### TEXT PASSAGE
[start]
To offer a contrary opinion, our local master gardners suggest that private home food cultivation will never compete on cost with large scale agriculture.  You pay too much for water, don't have enough land, don't get tax breaks or price supports, and can't reduce costs by using heavy machinery because your scale is too small.  If it was really the most efficient solution, everyone would be doing it.
Maybe it's like homebrewing, where if you take out the logistics and taxes and don't pay yourself for your time it can be similar in cost or a little cheaper to the commercial alternative. Thinking of it as a hobby you don't lose much money on is probably a productive way to go.

"A hobby you don't lose much money on" is probably a perfect way to describe a home garden. I worked for 3 years as a county extension agent, and I've tended a garden nearly every summer of my life. It's fairly difficult for the home gardener to approach the costs of commercially-grown produce purchased in-season. I once owned a "free" tiller that my neighbor gave me, but I ended up spending more money trying to keep it running than it was worth. I ended up down-sizing and focusing on vegetables that gave us the most bang for the buck. That will be different for everyone, depending on what you like to eat, what you can get cheaply at the supermarket (or farmer's market), and what grows well in your region.

We found that in the South, it's hard to find a better bargain for your garden than peppers. Peppers are fairly easy to grow, and prolific producers from June until you get a hard frost (usually around Thanksgiving). We grew tons of bells peppers, banana peppers, and poblanos. Bell peppers are our favorite, but banana peppers are the heaviest producers and equally sweet when allowed to ripen. We didn't do much in the way of hot peppers - usually just one jalapeno plant and one cayenne plant - because a little goes a long way.

If you like squash and zucchini, these are tremendously easy to grow and huge producers, easily one of the best "bargains". They don't ship well, so they are expensive to buy at the supermarket. Make sure to get them in the ground early, because powdery mildew and squash borers will wreak havoc later in the season. Ditto with cucumbers (although they have fewer problems with insects). Our family, unfortunately, doesn't care much for squash/zucchini/cucumbers, so we never planted too many of these.
[end]
### EXTRACTED DATA
[start]
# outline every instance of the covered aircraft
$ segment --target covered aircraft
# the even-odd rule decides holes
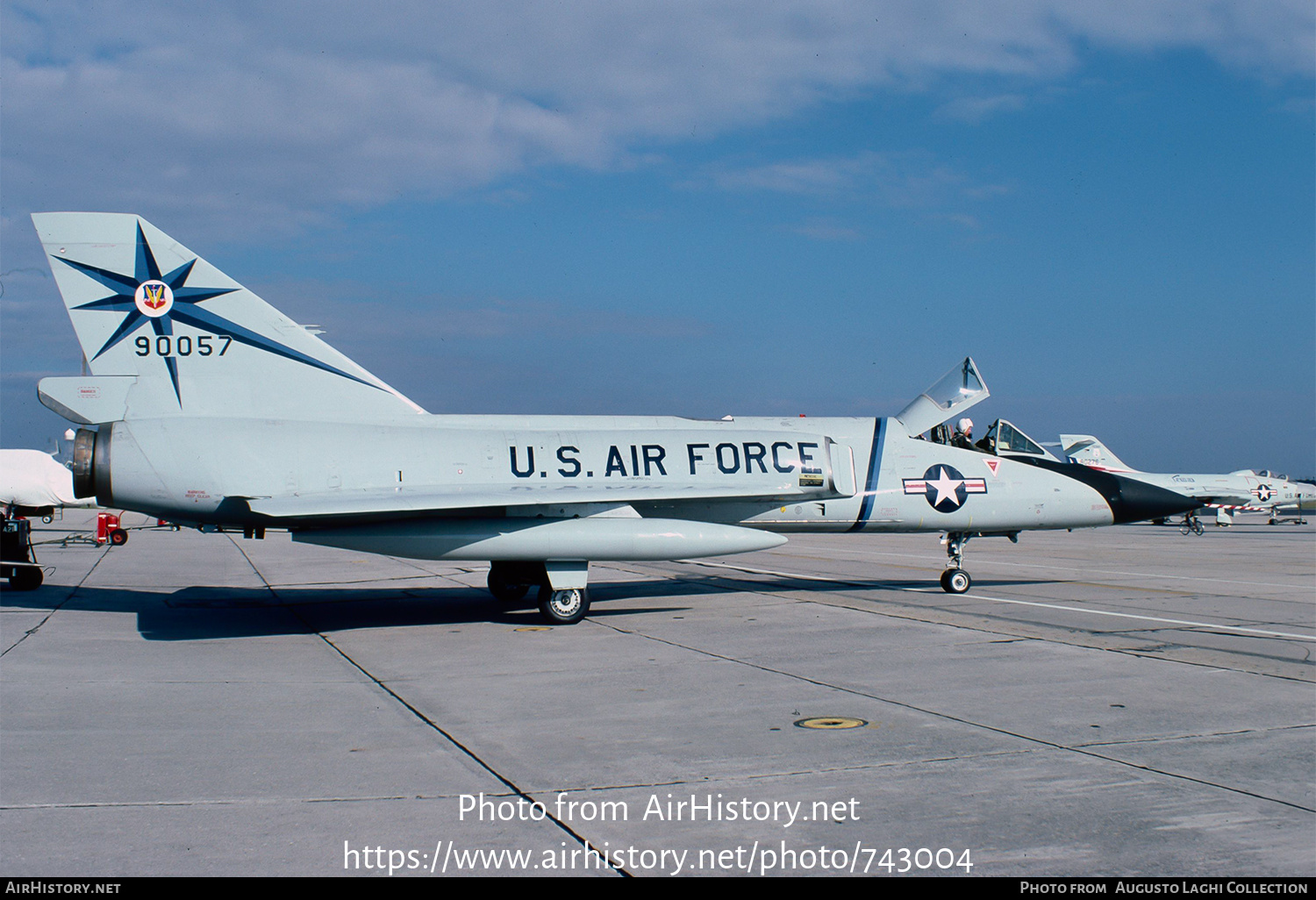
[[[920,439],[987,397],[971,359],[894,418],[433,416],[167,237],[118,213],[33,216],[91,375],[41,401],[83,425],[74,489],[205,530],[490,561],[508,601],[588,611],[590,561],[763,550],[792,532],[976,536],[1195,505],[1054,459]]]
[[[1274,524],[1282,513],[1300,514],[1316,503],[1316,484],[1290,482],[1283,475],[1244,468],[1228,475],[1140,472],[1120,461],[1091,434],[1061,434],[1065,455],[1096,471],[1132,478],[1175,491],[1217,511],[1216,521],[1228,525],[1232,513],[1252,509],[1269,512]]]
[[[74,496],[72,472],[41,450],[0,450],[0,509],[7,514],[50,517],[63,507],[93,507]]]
[end]
[start]
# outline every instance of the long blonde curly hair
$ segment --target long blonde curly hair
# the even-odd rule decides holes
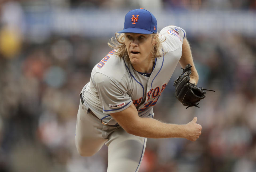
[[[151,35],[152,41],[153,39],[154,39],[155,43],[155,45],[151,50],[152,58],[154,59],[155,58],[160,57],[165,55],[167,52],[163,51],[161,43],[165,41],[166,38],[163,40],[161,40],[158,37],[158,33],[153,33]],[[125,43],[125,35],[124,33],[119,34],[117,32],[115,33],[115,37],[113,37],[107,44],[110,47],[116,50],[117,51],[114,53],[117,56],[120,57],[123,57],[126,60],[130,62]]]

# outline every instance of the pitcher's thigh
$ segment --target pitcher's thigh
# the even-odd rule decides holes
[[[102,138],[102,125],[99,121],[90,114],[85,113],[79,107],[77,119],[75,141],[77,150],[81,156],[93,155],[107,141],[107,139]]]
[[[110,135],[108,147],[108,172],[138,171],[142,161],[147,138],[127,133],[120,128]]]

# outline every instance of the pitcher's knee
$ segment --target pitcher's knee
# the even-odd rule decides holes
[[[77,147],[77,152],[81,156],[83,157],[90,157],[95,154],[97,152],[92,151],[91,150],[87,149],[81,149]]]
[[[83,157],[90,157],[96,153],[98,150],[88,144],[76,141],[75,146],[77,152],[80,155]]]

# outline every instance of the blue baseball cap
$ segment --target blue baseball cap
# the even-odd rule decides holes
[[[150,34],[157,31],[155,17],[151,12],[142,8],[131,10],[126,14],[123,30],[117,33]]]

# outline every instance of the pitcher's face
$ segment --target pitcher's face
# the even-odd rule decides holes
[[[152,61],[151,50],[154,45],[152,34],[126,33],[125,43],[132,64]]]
[end]
[start]
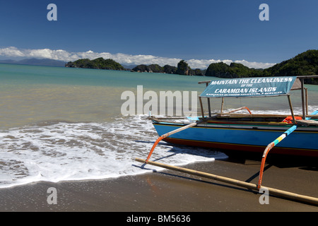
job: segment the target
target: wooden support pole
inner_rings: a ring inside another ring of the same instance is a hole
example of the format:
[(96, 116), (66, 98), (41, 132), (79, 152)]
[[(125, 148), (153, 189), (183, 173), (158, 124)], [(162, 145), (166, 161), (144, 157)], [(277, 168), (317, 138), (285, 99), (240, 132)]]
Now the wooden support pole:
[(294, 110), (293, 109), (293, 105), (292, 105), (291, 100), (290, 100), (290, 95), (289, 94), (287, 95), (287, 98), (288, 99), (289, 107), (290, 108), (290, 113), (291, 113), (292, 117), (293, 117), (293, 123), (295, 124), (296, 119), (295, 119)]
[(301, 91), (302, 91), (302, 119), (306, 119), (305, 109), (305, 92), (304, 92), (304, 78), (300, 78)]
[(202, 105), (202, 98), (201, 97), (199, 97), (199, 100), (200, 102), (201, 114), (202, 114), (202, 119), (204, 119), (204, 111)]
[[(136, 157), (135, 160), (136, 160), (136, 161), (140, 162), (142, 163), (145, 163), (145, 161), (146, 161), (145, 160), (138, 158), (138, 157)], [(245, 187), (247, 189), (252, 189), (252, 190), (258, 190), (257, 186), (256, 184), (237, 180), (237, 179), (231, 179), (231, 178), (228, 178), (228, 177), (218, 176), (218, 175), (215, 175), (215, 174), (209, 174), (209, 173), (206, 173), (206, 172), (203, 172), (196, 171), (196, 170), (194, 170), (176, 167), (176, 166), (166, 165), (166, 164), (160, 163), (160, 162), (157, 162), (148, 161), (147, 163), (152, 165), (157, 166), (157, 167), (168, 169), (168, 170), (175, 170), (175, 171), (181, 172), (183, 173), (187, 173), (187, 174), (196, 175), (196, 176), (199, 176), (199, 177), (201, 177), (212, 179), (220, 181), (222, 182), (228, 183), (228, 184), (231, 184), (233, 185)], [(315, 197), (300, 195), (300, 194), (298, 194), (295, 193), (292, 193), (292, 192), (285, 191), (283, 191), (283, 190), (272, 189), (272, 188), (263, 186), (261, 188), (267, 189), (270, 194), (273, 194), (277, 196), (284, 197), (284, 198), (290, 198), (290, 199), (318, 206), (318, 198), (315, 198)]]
[end]
### WRITTEN TASKS
• 1. According to the home gardening text, why should squash and zucchini be planted early? Answer in one to three sentences.
• 2. Continue the home gardening text from its last sentence.

### TASK-BY-TASK OUTPUTS
• 1. Squash and zucchini should go in the ground early because powdery mildew and squash borers do serious damage later in the season.

• 2.
Tomatoes are another bargain, if you like to eat them fresh. I am a weirdo and only eat cooked tomatoes. My wife is the only member of the family who eats them fresh, so I always planted some for her and gave away the rest. I love my own tomato sauce, but canning your own tomatoes is an exercise in torture if you are as anal as I am and insist on ridding the sauce of all of the seeds. Plus, canning generally negates any cost benefit, once you figure in the cost of canning supplies and the energy to boil the sauce for hours on end. I just buy tomato sauce.

If you really want an efficient way to preserve your own harvest, freezing is the way to go. Legumes and sweet corn freeze really well. The problem is, they are difficult to grow in significant quantities on the cheap (ie, without a tiller and plenty of land). I usually just hoe up a short row to plant green beans, because we all love fresh green beans. Canning your own green beans will result in a fine product, but one indistinguishable from the cans that they sell at the store for $0.69.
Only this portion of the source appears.